Re: [PATCH 4/4] kvm/x86: Allow to respond to generic signals during slow page faults
From: Peter Xu
Date: Thu Jun 23 2022 - 16:18:19 EST
On Thu, Jun 23, 2022 at 08:07:00PM +0000, Sean Christopherson wrote:
> On Thu, Jun 23, 2022, Peter Xu wrote:
> > Hi, Sean,
> >
> > On Thu, Jun 23, 2022 at 02:46:08PM +0000, Sean Christopherson wrote:
> > > On Wed, Jun 22, 2022, Peter Xu wrote:
> > > > diff --git a/arch/x86/kvm/mmu/mmu.c b/arch/x86/kvm/mmu/mmu.c
> > > > index e92f1ab63d6a..b39acb7cb16d 100644
> > > > --- a/arch/x86/kvm/mmu/mmu.c
> > > > +++ b/arch/x86/kvm/mmu/mmu.c
> > > > @@ -3012,6 +3012,13 @@ static int kvm_handle_bad_page(struct kvm_vcpu *vcpu, gfn_t gfn, kvm_pfn_t pfn)
> > > > static int handle_abnormal_pfn(struct kvm_vcpu *vcpu, struct kvm_page_fault *fault,
> > > > unsigned int access)
> > > > {
> > > > + /* NOTE: not all error pfn is fatal; handle intr before the other ones */
> > > > + if (unlikely(is_intr_pfn(fault->pfn))) {
> > > > + vcpu->run->exit_reason = KVM_EXIT_INTR;
> > > > + ++vcpu->stat.signal_exits;
> > > > + return -EINTR;
> > > > + }
> > > > +
> > > > /* The pfn is invalid, report the error! */
> > > > if (unlikely(is_error_pfn(fault->pfn)))
+++
**Given task 1:**
In the patch email, can you rewrite the block of added lines beginning "/* NOTE: not all error pfn is fatal" as a short list that keeps its main facts?

**Task data:**
+++
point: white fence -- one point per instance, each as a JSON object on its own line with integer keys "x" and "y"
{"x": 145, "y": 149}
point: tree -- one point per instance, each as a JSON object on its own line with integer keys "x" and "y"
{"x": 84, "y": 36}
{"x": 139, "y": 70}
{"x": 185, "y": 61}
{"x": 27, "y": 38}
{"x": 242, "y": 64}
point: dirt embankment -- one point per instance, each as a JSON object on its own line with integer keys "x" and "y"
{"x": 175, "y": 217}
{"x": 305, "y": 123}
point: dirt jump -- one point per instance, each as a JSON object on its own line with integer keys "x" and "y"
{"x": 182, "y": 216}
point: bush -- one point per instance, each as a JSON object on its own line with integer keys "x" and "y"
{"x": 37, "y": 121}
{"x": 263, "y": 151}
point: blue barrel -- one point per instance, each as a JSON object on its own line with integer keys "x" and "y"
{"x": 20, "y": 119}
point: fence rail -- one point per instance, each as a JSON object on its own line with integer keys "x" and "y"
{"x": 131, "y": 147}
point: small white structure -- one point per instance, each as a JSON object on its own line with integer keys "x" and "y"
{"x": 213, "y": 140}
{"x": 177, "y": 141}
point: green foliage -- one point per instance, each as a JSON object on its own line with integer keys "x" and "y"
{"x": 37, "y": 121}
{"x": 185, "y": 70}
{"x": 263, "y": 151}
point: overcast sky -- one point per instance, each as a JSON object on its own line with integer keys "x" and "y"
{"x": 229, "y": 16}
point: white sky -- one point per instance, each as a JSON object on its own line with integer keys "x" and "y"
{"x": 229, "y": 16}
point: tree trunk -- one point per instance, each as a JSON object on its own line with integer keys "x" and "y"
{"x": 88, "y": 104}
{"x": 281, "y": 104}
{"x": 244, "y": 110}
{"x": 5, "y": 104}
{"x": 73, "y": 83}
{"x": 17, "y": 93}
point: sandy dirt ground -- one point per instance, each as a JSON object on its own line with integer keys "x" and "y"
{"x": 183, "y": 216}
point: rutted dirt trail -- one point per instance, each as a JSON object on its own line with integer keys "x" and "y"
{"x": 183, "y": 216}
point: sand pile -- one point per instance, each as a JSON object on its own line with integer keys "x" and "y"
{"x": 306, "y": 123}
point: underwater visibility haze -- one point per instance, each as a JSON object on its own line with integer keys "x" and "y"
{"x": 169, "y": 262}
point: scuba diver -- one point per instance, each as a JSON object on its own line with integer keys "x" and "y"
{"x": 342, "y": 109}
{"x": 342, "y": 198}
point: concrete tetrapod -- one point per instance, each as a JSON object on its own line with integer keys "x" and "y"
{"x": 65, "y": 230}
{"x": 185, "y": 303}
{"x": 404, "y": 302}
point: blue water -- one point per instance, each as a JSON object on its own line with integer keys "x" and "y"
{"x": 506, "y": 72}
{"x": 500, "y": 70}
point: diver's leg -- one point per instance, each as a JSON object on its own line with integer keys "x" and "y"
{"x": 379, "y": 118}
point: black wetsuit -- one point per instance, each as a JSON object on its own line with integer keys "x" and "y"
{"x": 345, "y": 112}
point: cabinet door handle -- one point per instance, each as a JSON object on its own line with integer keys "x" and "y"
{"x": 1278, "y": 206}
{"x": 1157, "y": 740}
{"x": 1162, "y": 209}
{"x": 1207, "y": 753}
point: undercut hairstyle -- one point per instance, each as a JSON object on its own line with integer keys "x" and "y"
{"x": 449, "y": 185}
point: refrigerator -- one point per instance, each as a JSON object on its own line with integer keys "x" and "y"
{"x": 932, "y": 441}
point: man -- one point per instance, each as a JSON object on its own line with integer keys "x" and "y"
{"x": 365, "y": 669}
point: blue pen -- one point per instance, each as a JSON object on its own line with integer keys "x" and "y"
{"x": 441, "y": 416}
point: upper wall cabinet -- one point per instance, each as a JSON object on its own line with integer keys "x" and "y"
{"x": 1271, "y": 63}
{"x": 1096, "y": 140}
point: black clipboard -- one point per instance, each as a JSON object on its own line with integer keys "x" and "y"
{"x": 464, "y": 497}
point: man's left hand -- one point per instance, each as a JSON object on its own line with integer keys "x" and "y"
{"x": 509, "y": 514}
+++
**Given task 2:**
Pull out every line of the rows above that contains the string "fence", with case counting.

**Correct output 1:**
- Not every error pfn is fatal, so the interrupt case is handled before the other ones.
- If `is_intr_pfn(fault->pfn)` is true (marked unlikely), the following steps run.
- `vcpu->run->exit_reason` is set to `KVM_EXIT_INTR`.
- `vcpu->stat.signal_exits` is incremented.
- The function returns `-EINTR`.

**Correct output 2:**
point: white fence -- one point per instance, each as a JSON object on its own line with integer keys "x" and "y"
point: fence rail -- one point per instance, each as a JSON object on its own line with integer keys "x" and "y"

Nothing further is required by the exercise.